▶ [SOURCE DOCUMENT]:

================

Section 74.21 provides that CVE “may cancel the ‘verified’ status button for good cause . . .
including [f]ailure by the participant to maintain its eligibility for program participation [or]
[f]ailure by the participant for any reason . . . to maintain ownership, management, and control
by veterans, service-disabled veterans[,] or surviving spouses.” 38 C.F.R. § 74.21(c). Section
74.22 requires that the veteran participant be given notice of CVE’s proposed grounds for
removal and a thirty-day period within which it can respond. When read in concert, Miles
argues, these regulations give CVE the responsibility for investigating whether a verified
company has maintained its status, while OSDBU should only address verification allegations
specifically raised in protests. See Pl.’s Reply at 14, ECF No. 34.

        In its protest letter, Veteran focused on the allegation that Miles Construction was a “pass
thru” for another construction company, AR 14-249, whose owner is a minority owner of Miles,
see AR 105-1033. Veteran asserted that the two companies were affiliated by their common
ownership, meaning that Miles did not meet the standard requiring “at least 51 percent of each
class member interest [to] be unconditionally owned by one or more veterans or service[-
]disabled veterans.” AR 14-250 (quoting 38 C.F.R. § 74.3). Veteran neither mentioned nor
addressed restrictions on Mr. Slizofski’s ownership interest beyond these contentions that Mr.
Slizofski’s ownership interest is a façade and that another company actually controls Miles. 11

         Here, OSDBU interpreted 48 C.F.R. § 819.307(c) in a manner that allowed it to expand
the protest to encompass Miles’ general compliance with the verification requirements. The
government argues that OSDBU’s interpretation is reasonable because it provides a streamlined,
separate path for OSDBU to make a “time sensitive,” “final” decision about whether a company
is eligible for a procurement set aside for entities in the VIP database in response to a bid protest.

================

▶ [SUPPLIED RECORDS]:
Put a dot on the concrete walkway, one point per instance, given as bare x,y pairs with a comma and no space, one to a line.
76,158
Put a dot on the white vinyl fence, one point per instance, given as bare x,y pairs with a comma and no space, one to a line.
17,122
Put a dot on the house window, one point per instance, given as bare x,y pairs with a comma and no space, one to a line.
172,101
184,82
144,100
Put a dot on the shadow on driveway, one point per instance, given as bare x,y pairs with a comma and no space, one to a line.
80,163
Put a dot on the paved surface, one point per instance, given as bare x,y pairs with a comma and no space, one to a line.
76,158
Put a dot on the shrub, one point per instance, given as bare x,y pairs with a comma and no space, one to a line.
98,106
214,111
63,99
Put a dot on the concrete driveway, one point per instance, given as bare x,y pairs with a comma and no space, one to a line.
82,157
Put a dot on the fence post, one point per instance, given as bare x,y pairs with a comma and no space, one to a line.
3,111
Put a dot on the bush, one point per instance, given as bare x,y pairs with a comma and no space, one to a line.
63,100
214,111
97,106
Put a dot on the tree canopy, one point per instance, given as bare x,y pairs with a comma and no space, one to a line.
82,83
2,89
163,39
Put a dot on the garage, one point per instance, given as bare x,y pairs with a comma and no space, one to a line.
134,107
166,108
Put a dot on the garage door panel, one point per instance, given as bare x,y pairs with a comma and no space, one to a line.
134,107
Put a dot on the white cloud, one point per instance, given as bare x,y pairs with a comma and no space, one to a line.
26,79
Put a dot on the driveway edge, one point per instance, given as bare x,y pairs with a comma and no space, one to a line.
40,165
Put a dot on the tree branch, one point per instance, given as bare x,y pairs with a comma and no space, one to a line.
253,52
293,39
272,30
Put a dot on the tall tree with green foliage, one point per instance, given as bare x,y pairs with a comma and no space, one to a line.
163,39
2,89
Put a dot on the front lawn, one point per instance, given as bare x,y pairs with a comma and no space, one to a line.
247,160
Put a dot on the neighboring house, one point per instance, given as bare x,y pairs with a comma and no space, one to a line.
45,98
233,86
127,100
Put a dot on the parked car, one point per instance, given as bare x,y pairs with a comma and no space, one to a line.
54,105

================

▶ [TASK DESCRIPTION]:
Answer these questions from the legal excerpt:
(a) Under Section 74.22, how many days does a veteran participant have to respond to CVE's proposed grounds for removal?
(b) What did Veteran's protest letter allege Miles Construction was a "pass thru" for?
(c) Which regulation did OSDBU interpret in a way that let it expand the protest?
Base your responses solely on the legal excerpt.

▶ [OUTPUT FOR THIS EXERCISE]:
(a) Thirty days.
(b) Another construction company, whose owner is a minority owner of Miles.
(c) 48 C.F.R. § 819.307(c).